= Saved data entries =
* * * *
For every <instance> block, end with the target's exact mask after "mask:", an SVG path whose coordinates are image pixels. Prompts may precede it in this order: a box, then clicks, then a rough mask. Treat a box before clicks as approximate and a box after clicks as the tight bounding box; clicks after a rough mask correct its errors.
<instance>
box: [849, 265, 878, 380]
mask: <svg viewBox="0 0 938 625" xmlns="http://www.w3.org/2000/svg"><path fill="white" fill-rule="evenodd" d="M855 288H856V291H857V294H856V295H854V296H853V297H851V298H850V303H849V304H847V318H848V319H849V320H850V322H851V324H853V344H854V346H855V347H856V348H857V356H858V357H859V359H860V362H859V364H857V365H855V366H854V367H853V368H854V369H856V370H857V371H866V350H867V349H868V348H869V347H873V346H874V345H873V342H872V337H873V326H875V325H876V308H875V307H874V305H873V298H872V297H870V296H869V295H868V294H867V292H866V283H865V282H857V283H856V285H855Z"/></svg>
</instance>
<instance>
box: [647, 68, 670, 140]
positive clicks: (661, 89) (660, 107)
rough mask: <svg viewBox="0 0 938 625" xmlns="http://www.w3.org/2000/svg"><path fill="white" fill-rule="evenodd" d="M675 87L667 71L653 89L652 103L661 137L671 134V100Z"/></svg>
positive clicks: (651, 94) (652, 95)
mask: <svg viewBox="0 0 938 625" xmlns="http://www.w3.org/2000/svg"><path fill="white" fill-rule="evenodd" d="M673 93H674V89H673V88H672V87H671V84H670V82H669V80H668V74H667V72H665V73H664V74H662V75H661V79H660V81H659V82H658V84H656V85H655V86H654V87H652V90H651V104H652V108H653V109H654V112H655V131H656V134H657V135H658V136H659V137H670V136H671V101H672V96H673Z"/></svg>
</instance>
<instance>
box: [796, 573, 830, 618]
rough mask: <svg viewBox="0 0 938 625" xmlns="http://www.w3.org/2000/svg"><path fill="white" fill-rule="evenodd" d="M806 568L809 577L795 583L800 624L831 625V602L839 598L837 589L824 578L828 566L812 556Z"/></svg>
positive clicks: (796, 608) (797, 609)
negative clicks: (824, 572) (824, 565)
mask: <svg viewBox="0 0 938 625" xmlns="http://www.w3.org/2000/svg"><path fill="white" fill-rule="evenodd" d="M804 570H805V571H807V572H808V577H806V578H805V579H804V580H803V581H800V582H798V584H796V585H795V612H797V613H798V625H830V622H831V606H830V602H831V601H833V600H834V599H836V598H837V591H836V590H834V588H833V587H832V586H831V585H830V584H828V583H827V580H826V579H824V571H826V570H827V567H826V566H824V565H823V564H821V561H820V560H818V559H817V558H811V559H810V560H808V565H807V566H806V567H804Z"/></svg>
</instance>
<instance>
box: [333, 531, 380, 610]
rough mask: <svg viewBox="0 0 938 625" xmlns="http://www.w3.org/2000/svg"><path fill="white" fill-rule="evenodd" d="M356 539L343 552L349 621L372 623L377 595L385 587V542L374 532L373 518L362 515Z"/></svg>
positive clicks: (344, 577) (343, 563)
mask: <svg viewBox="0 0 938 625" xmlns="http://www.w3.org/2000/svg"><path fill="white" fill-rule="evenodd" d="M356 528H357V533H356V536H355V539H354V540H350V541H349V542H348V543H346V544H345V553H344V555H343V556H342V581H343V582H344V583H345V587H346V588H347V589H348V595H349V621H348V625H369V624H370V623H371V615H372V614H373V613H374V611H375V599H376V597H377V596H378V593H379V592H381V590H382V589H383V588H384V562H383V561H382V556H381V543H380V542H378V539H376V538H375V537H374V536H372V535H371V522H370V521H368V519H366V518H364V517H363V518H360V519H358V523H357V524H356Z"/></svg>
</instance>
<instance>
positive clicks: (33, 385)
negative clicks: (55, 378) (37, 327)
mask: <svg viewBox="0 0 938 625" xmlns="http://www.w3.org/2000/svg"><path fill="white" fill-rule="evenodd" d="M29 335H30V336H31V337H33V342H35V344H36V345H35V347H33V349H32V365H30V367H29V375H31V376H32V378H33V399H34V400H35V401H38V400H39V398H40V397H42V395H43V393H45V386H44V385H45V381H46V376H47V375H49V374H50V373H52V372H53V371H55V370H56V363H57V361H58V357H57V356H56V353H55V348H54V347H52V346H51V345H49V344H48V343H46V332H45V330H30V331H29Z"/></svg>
* * * *
= Problem to work on =
From the records above, retype only the lines starting at the line that contains "positive clicks: (651, 94) (652, 95)" and ending at the line that contains "box: [333, 531, 380, 610]", both included.

= Expected output =
positive clicks: (651, 94) (652, 95)
mask: <svg viewBox="0 0 938 625" xmlns="http://www.w3.org/2000/svg"><path fill="white" fill-rule="evenodd" d="M673 93H674V89H673V88H672V87H671V84H670V82H669V80H668V74H667V72H665V73H664V74H662V75H661V79H660V81H659V82H658V84H656V85H655V86H654V87H652V90H651V104H652V108H653V109H654V112H655V131H656V134H657V135H658V136H659V137H670V136H671V101H672V96H673Z"/></svg>
</instance>
<instance>
box: [796, 573, 830, 618]
rough mask: <svg viewBox="0 0 938 625" xmlns="http://www.w3.org/2000/svg"><path fill="white" fill-rule="evenodd" d="M806 568L809 577L795 583L800 624L831 625V602L839 598L837 589L824 578L828 566L812 556Z"/></svg>
positive clicks: (796, 608) (797, 609)
negative clicks: (824, 572) (824, 565)
mask: <svg viewBox="0 0 938 625" xmlns="http://www.w3.org/2000/svg"><path fill="white" fill-rule="evenodd" d="M804 570H805V571H807V572H808V577H806V578H805V579H804V580H803V581H800V582H798V584H796V585H795V612H797V613H798V625H830V622H831V606H830V602H831V601H833V600H834V599H836V598H837V591H836V590H834V588H833V587H832V586H831V585H830V584H828V583H827V580H826V579H824V571H826V570H827V567H826V566H824V565H823V564H821V561H820V560H818V559H817V558H811V559H810V560H808V565H807V566H806V567H804Z"/></svg>
</instance>
<instance>
box: [333, 531, 380, 610]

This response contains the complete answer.